Data for this exercise »

______________________________

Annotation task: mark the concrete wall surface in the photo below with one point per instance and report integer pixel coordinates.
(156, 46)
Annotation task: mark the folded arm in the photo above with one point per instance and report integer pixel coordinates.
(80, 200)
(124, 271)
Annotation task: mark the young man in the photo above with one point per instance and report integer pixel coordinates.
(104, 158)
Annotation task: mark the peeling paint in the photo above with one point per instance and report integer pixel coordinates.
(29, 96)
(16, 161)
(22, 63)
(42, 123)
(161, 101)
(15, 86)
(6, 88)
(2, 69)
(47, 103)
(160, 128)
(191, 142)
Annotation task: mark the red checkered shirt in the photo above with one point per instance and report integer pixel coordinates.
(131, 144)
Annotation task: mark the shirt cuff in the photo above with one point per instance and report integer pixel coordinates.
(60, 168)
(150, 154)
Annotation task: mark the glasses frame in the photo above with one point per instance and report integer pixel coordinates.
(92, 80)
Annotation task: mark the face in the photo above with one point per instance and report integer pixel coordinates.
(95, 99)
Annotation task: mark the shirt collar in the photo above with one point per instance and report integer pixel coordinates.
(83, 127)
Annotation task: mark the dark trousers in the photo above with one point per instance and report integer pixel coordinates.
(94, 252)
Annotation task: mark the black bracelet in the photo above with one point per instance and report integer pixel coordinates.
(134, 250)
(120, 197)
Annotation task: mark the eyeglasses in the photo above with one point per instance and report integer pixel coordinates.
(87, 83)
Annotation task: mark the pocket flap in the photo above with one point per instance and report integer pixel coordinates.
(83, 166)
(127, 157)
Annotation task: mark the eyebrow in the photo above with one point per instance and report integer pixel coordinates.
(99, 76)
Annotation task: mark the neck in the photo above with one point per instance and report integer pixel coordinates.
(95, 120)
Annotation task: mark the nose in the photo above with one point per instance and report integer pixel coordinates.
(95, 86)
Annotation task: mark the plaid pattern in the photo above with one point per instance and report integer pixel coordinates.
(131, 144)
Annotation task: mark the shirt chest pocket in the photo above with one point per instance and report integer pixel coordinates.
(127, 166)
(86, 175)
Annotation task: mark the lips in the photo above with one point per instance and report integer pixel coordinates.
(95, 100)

______________________________

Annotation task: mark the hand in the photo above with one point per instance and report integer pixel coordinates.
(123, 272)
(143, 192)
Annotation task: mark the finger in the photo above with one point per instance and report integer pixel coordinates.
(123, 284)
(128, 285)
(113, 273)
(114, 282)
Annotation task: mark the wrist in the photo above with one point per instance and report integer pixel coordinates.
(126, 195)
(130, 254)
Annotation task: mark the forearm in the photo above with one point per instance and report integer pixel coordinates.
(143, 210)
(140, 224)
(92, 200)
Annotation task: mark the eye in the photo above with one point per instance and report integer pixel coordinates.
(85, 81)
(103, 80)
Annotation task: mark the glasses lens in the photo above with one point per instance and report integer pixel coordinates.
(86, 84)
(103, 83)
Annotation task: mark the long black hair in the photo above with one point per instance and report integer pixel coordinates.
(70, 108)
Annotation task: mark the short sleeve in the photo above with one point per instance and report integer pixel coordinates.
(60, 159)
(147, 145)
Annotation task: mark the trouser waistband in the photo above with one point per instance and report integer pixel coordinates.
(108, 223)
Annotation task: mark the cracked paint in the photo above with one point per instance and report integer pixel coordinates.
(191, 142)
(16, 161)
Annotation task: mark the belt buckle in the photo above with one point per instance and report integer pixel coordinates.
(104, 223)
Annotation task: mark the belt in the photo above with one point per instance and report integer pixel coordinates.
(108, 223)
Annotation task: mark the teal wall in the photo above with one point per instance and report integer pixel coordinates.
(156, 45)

______________________________

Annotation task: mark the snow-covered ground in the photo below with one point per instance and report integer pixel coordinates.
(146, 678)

______________________________

Pick out each line in the records that contains the string "shirt", and copy those lines.

Solved problem »
Annotation task: mark the red checkered shirt in the photo above with one point per instance and report integer pixel coordinates.
Annotation task: mark the shirt cuff in the photo above with one point per instance and report integer pixel coordinates.
Annotation task: mark the shirt collar in the photo above with one point per instance and report integer pixel coordinates.
Annotation task: mark the shirt chest pocket in the photo above with one point per instance and report integer pixel coordinates.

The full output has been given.